● **Problem to work on**
Copy out the records that follow, leaving every character as it is.

──────── Provided material

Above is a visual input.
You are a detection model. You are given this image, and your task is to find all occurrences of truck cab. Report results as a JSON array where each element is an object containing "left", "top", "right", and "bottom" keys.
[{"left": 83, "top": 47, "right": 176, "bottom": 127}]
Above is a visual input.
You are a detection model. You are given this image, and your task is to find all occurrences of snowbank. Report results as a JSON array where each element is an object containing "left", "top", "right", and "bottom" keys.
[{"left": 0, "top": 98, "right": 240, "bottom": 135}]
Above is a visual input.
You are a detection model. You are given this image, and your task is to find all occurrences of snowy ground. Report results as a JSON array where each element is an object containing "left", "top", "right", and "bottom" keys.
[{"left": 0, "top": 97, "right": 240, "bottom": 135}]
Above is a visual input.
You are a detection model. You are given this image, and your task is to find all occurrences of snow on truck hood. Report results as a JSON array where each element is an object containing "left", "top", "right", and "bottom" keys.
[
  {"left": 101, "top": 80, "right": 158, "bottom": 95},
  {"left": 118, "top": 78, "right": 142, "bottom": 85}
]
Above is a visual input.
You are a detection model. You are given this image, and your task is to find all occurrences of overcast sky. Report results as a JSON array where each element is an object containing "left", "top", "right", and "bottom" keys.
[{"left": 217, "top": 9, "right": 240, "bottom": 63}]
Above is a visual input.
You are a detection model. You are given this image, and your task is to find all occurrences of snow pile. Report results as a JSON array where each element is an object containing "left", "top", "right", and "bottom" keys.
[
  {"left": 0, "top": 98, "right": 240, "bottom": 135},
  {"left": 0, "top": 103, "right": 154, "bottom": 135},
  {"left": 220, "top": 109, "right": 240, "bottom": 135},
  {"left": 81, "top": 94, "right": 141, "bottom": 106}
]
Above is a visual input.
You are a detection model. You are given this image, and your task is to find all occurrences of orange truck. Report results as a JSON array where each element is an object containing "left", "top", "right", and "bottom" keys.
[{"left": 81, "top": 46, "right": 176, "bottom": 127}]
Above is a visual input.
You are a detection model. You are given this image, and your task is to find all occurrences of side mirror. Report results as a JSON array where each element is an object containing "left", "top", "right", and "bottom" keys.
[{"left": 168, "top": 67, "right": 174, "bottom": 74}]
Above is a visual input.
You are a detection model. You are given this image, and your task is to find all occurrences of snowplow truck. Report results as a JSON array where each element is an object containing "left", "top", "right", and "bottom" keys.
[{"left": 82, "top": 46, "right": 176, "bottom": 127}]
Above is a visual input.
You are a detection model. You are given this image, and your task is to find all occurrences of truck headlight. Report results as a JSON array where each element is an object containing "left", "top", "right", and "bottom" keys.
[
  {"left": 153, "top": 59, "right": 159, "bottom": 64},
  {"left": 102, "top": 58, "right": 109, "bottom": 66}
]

────────────────

● **Answer for the task**
Above is a visual input.
You are a detection model. You are given this image, and your task is to find all occurrences of truck cab. Report results as a JSON array where each element is an object containing "left", "top", "right", and "bottom" keys.
[{"left": 83, "top": 47, "right": 176, "bottom": 127}]
Above is a visual input.
You are a detection model. You are given this image, and your task is to find all occurrences of snowbank. Report results as a JSON array where each element is an object containing "left", "top", "right", and "bottom" keys.
[{"left": 0, "top": 98, "right": 240, "bottom": 135}]
Above is a visual input.
You are a detection model. You are given this image, and your task is to find all occurrences of snowy ground. Report results as a JSON array where each element is an object containing "left", "top", "right", and "bottom" keys.
[{"left": 0, "top": 97, "right": 240, "bottom": 135}]
Above is a visual input.
You are a detection model. You are given this image, and your task is to find all occurrences of snow on truck hood. Report results as a JSON array where each element is an object containing "left", "top", "right", and "bottom" keys.
[
  {"left": 101, "top": 80, "right": 158, "bottom": 95},
  {"left": 118, "top": 78, "right": 142, "bottom": 85}
]
Above is a visual input.
You are a detection model. You are given this image, and your task is to find all occurrences of overcast sky. Report results as a JSON array where each element is an object containing "left", "top", "right", and "bottom" keys.
[{"left": 217, "top": 9, "right": 240, "bottom": 63}]
Above is a visual input.
You are a detection model. You are given this image, and your task is to find all occurrences of snow pile. Report results as a JSON array where each element is an object containing "left", "top", "right", and "bottom" keys.
[
  {"left": 0, "top": 98, "right": 240, "bottom": 135},
  {"left": 0, "top": 103, "right": 154, "bottom": 135},
  {"left": 220, "top": 109, "right": 240, "bottom": 135},
  {"left": 81, "top": 94, "right": 141, "bottom": 106}
]
Above is a visual input.
You are a detection model. You are given this image, and your task is to find all occurrences of orange truck. Report results as a JSON array where each element is an object containing "left", "top", "right", and "bottom" keys.
[{"left": 81, "top": 46, "right": 176, "bottom": 127}]
Above is a visual input.
You are a detection model. You are given this image, and your task is to find all occurrences of side mirror. Report results as a JSON array where each element is an object containing "left", "top", "right", and "bottom" keys.
[{"left": 168, "top": 67, "right": 174, "bottom": 74}]
Above is a visual input.
You are a detection model. You are given this image, and your task is to find all occurrences of snowplow truck. Report results as a JSON array where each element is an object containing "left", "top", "right", and "bottom" keys.
[{"left": 82, "top": 46, "right": 176, "bottom": 127}]
Above is a visual input.
You are a detection model. You are given this image, and your task is to find all occurrences of truck headlight. Report results as a JSON array where each element is an object containing "left", "top", "right", and "bottom" keys.
[
  {"left": 153, "top": 59, "right": 159, "bottom": 64},
  {"left": 102, "top": 58, "right": 109, "bottom": 66}
]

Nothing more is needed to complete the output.